#### [Tasks to perform]
**a.** Update the mutant mouse article starting at "The mice are" and ending at "cataloguing the results.", putting "produced" wherever "generated" appears.
**b.** Carry the article on the mutant mice forward from its final sentence.

#### [Document section]

LONDON – A full range of about 5,000 mutant mice, each with a single known gene inactivated, will be openly available to researchers within the next few years for further study of abnormal features that will shed light on numerous human diseases.

The mice are being generated by the International Mouse Phenotyping Consortium, an organization set up to explore the similarities at the genetic level between mice and humans, which have more than 95 percent of their genes in common.

A founding member of the International Mouse Phenotyping Consortium, the Sanger Institute Mouse Genetics Project, has just released detailed data on the first 250 of those mouse mutants – the first batch of data in the long haul to systematically catalogue the phenotypes that result when each and every gene in the mammalian genome is knocked out or knocked down.

The researchers are using mutants generated from an existing library of murine embryonic stem cells, each of which has one copy of a known gene inactivated. They are generating each mutant in turn, before running a battery of tests on each mutant line and cataloguing the results.

Data from the project are freely available on the Mouse Resource Portal on the website of the Wellcome Trust Sanger Institute. Researchers who want to explore the phenotypic features of particular mutants also will be able to obtain frozen embryos, so that they can carry out further studies in their own laboratories.

Karen Steel, professor of sensory function at the Wolfson Centre for Age-Related Diseases at King's College London, told BioWorld Today: "This large new resource of mouse mutants, each of which is a potential new mouse model of a human disease, is available to any scientist or clinician around the world, who wants to carry out further experiments. If we want to develop new treatments for diseases in humans, we need to understand the molecular mechanisms underlying those diseases. People will be able to make these associations between genes and disease features by studying these mutants."

Her own sphere of interest is hearing loss. "It is, for example, possible to identify all the mutants with a phenotype involving hearing impairment, and by following up on these we were able to find interesting new pathways that include completely unexpected genes involved in deafness," she said.

The contributors to the project have reported their initial results in the July 18, 2013, issue of Cell, in a paper, titled "Genome-wide Generation and Systematic Phenotyping of Knockout Mice Reveals New Roles for Many Genes."

Jacqui White, leader of the Mouse Genetics Phenotyping Team at the Wellcome Trust Sanger Institute in Hinxton, Cambridgeshire, and first author of the Cell paper, said: "Already 447 research teams in 25 different countries across the world are using our mouse lines and taking this research to new levels. Our hope is that other research teams will take our research forward to better understand disease and develop new and effective therapies against these diseases."

[Saved entries]

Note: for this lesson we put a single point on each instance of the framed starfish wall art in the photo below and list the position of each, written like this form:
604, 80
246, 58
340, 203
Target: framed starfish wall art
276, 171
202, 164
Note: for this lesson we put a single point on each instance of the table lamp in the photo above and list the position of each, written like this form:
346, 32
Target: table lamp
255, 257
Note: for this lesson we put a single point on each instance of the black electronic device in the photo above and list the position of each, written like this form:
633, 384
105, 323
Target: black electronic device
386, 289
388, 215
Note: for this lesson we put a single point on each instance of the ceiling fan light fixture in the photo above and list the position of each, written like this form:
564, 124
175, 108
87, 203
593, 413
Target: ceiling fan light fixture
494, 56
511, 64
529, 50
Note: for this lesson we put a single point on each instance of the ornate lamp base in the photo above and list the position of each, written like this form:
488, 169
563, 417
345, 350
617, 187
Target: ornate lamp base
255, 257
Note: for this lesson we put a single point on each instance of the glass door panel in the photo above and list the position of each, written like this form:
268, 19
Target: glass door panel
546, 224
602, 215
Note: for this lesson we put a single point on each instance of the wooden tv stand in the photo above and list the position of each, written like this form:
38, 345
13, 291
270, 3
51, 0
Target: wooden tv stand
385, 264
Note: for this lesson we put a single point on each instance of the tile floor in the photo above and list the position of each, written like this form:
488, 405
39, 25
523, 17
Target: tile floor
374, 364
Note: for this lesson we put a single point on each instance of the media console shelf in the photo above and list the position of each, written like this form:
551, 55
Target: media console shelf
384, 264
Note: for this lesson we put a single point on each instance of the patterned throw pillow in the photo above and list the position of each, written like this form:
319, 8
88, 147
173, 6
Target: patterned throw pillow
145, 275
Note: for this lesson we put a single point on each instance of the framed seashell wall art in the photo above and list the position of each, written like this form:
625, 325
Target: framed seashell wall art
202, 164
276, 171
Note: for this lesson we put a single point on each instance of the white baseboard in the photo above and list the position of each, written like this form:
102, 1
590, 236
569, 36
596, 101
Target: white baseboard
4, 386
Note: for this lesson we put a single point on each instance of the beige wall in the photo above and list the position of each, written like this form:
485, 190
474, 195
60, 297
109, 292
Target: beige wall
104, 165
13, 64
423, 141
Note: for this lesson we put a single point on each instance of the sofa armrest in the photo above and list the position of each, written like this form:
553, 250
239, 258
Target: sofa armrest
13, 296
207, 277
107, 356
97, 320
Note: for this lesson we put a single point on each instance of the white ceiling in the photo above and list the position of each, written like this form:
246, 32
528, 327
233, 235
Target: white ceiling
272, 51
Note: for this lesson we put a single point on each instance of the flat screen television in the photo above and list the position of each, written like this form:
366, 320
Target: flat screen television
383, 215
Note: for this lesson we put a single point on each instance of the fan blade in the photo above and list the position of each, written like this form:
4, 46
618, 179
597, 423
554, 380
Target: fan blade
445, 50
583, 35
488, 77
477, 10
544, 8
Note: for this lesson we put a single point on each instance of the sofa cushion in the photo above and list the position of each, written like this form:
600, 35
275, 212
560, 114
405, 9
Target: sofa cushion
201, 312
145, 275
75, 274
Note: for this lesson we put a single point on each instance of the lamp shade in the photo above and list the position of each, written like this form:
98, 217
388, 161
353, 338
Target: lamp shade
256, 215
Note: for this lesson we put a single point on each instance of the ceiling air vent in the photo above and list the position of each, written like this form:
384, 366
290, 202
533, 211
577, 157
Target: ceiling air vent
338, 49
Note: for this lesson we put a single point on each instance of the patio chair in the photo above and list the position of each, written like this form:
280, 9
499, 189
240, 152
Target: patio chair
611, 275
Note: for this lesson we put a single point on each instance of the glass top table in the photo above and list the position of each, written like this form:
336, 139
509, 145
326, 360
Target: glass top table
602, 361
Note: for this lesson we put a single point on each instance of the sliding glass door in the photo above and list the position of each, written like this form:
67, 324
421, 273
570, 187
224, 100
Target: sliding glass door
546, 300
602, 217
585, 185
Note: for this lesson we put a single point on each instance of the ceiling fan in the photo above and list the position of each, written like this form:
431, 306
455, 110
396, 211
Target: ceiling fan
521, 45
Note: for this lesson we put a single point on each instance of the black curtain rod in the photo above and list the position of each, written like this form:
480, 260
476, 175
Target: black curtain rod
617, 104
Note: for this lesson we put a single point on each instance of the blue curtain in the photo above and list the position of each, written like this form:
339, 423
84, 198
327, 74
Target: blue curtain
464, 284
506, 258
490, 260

#### [Expected results]
**a.**
The mice are being produced by the International Mouse Phenotyping Consortium, an organization set up to explore the similarities at the genetic level between mice and humans, which have more than 95 percent of their genes in common.

A founding member of the International Mouse Phenotyping Consortium, the Sanger Institute Mouse Genetics Project, has just released detailed data on the first 250 of those mouse mutants – the first batch of data in the long haul to systematically catalogue the phenotypes that result when each and every gene in the mammalian genome is knocked out or knocked down.

The researchers are using mutants produced from an existing library of murine embryonic stem cells, each of which has one copy of a known gene inactivated. They are generating each mutant in turn, before running a battery of tests on each mutant line and cataloguing the results.

**b.**
Steel said one of the main scientific findings from the study was that mutants lacking activity of genes that had never been studied in detail before were just as likely to show interesting phenotypes as mutants lacking well-known genes that had been studied in-depth. "This suggests that the less well-known genes are well worth looking at and will provide a rich resource with new information about which genes are involved in which disease processes," she said.

A strength of the study was that all the mutants were put through the same broad and consistent screening "pipeline," she said. "We didn't make any assumptions about what the function of each gene was. When we found a new phenotype in a mouse mutant, this sometimes suggested that we should go back and look again at the human disease, where we knew one was associated with that gene."

For example, it already was known that defects in the gene SMS can cause a rare condition in humans, called Snyder-Robinson syndrome, which is associated with certain mental and physical abnormalities. When the researchers studied the mutant mouse that lacked a functional copy of the SMS gene, they saw some phenotypic features that resembled those seen in the human disease. However, they also found that the male mutant mice were infertile.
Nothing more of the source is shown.